--- START SELECTED TEXT ---
How to migrate from subversion to git with almost no down time?
Last year I was in charge of SVN to Git migration at the company where I work for. We wanted to migrate the history as well. In our case, there were about 40,000 revisions made during the last 8 years. In order to minimize developers’ downtime I did a lot of scripting preparation ahead of time. The actual switch from SVN to Git took less than 2 hours. Here are the steps that we took.
1. Retrieve a list of all committers
You’ll need to create a list of users that have committed to the SVN repo and then convert those users over to the Git format as Subversion only supplies the username of the person committing and not the username and email. To retrieve the list of users from SVN, create a new folder, right-click and select Git Bash Here to open a Git command window. Run the following command:
svn log http://url/to/svn/repository -q | awk -F '|' '/^r/ {sub("^ ", "", $2);
sub(" $", "", $2);
print $2" = "$2" <"$2">"}' | sort -u > users.txt
Note: this will take a couple of minutes to complete based on the size of your repository, number of commits, and number of committers.
The text file will have separate lines for each committer and will need to be transformed from vkarpach = vkarpach <vkarpach>
to vkarpach = Viktar Karpach <vkarpach@company.com>
2. Clone the repository using git-svn
Note - this step will take hours to complete, so it is suggested to run this step overnight on a dedicated box. Run the following command to convert the repository to a Git repository:
git svn clone --stdlayout --no-metadata -A users.txt http://url/to/svn/repository dest_dir-tmp
3. Make a copy of this folder.
git svn clone takes a lot of time. For our main project, it took 48 hours for about 18000 commits. Make a copy of this folder, so you don’t need to do it again. Create scripts for the next steps, when you are ready to switch you can do it quickly.
4. Fetch the latest commits.
The team continued to use Subversion until the very last moment, so while working on migration scripts from time to time I had to fetch the latest commits.
git svn fetch
git reset --hard trunk
5. Clean up the script.
Delete tags
for t in `git branch -r | grep 'tags/' | sed s_tags/__` ; do
git tag $t tags/$t^
git branch -d -r tags/$t
done
Delete trunk, since we will use master from now on.
--- END SELECTED TEXT ---
--- START GIVEN DATA ---
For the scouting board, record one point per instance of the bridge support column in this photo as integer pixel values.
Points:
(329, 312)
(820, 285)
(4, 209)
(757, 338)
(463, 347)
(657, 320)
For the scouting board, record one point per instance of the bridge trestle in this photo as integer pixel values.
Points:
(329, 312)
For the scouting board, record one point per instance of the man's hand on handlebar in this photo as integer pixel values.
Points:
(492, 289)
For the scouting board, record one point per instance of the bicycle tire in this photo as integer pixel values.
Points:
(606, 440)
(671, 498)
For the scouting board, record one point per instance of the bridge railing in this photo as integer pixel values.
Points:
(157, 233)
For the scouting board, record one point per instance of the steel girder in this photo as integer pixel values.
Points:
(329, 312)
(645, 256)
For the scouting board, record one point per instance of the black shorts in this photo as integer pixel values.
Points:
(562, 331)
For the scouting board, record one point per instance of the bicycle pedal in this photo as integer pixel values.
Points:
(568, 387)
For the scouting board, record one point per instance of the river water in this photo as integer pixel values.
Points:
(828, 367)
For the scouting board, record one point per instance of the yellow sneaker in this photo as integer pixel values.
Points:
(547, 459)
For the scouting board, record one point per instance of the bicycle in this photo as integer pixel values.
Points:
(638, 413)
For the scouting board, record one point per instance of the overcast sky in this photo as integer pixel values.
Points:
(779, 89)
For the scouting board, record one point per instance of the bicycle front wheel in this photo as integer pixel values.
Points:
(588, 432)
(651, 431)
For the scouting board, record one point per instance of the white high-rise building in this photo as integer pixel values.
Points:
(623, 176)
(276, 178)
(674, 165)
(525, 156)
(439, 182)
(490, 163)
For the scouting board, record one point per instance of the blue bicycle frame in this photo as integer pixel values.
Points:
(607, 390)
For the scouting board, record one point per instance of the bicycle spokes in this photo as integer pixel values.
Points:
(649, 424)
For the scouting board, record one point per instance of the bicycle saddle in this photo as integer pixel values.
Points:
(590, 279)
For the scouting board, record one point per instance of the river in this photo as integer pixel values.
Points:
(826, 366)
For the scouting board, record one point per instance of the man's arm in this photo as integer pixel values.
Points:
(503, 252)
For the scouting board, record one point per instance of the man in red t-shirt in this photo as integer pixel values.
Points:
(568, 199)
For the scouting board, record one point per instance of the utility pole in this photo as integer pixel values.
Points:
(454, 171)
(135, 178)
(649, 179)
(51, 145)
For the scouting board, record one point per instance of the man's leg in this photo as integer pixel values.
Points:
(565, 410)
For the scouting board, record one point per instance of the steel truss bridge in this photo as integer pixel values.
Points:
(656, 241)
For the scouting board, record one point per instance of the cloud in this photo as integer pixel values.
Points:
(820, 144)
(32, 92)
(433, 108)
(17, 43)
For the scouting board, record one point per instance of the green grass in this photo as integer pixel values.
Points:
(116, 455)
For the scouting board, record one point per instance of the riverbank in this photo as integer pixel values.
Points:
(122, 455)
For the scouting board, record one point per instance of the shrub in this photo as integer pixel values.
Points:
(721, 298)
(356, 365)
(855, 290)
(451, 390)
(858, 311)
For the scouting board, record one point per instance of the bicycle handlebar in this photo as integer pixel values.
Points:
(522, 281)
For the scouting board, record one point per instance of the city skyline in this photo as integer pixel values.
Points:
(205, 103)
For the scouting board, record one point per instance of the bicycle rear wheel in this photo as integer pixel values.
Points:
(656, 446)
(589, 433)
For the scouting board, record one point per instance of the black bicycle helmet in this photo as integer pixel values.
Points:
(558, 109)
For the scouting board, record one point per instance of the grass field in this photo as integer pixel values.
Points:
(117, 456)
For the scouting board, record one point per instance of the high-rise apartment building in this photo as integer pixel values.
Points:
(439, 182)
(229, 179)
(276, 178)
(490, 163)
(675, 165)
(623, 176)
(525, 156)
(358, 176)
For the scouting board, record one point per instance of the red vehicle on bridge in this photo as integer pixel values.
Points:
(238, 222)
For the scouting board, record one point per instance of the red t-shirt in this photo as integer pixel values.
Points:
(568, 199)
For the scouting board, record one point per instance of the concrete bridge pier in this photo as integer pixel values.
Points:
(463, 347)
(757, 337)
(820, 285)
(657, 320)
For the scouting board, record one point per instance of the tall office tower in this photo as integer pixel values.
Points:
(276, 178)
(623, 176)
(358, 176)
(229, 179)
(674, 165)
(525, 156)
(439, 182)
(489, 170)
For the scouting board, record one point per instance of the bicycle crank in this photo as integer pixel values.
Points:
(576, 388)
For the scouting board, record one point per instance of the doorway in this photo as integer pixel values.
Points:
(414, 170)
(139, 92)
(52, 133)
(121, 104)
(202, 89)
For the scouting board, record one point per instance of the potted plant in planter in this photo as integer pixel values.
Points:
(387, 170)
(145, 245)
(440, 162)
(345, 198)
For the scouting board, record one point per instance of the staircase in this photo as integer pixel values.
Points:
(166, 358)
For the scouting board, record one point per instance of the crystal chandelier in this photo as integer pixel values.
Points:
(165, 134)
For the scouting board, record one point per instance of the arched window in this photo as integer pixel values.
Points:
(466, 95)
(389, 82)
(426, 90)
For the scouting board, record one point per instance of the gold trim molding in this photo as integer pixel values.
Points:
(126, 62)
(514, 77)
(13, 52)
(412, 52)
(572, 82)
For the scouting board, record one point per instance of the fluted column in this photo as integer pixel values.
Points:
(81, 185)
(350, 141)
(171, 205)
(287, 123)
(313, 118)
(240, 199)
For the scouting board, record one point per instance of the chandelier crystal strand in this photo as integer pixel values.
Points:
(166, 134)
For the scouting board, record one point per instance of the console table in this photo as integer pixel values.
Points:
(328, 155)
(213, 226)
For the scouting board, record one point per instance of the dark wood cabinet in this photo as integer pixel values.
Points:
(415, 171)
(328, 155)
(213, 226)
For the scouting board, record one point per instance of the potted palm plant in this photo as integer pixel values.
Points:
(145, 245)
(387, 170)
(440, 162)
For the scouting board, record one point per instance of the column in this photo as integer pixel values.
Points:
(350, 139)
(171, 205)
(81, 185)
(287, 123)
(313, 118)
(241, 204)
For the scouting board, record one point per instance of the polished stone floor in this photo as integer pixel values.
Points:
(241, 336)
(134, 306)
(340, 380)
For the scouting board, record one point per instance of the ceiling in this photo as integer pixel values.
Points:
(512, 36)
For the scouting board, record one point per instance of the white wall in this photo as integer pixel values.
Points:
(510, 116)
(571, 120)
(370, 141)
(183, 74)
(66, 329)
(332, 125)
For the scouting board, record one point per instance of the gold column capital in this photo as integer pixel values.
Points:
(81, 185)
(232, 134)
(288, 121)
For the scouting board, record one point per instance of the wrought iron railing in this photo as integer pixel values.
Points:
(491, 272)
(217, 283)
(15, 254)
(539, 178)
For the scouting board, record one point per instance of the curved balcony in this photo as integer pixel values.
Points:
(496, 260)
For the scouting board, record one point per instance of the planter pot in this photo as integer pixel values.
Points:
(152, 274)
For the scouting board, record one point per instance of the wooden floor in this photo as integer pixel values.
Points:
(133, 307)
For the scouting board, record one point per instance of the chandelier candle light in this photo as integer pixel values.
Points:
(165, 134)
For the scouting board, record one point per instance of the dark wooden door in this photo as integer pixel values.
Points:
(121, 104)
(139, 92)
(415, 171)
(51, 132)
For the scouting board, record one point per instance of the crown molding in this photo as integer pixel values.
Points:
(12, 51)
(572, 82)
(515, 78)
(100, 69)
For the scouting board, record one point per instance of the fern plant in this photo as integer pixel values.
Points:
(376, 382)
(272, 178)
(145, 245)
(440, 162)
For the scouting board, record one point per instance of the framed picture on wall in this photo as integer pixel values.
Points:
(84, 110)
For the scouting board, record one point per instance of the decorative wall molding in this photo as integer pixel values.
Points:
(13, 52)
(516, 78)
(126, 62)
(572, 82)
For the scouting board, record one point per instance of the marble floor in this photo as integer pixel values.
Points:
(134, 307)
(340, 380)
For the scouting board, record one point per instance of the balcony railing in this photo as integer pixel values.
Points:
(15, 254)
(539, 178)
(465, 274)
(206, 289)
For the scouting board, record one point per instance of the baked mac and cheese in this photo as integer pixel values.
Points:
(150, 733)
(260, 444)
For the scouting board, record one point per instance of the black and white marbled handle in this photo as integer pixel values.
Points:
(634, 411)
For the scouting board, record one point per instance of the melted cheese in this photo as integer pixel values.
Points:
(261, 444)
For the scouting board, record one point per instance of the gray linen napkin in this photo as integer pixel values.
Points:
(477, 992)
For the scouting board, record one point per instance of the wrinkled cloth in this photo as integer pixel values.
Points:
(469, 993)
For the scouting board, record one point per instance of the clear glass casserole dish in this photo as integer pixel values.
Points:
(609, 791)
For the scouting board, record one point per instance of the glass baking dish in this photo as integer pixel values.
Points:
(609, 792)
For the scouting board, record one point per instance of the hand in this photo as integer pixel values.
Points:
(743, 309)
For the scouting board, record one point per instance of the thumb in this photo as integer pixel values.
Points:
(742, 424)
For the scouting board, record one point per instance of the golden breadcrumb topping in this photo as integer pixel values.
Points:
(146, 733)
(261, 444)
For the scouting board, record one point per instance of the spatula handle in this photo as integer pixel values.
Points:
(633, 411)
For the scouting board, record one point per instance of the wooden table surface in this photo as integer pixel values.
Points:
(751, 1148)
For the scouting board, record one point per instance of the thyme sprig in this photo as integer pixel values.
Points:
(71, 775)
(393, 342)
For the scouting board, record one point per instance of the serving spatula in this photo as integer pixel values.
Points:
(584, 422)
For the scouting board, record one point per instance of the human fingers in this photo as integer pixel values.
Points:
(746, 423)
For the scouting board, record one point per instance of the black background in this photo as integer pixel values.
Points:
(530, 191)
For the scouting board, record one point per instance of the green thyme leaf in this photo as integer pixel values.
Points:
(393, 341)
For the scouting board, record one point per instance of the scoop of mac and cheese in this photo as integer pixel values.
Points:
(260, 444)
--- END GIVEN DATA ---
GOAL OF THE EXERCISE. Reproduce the passage of the SVN-to-Git migration write-up starting with "4. Fetch the" and going on through "from now on.".

ANSWER TO THIS EXERCISE.
4. Fetch the latest commits.
The team continued to use Subversion until the very last moment, so while working on migration scripts from time to time I had to fetch the latest commits.
git svn fetch
git reset --hard trunk
5. Clean up the script.
Delete tags
for t in `git branch -r | grep 'tags/' | sed s_tags/__` ; do
git tag $t tags/$t^
git branch -d -r tags/$t
done
Delete trunk, since we will use master from now on.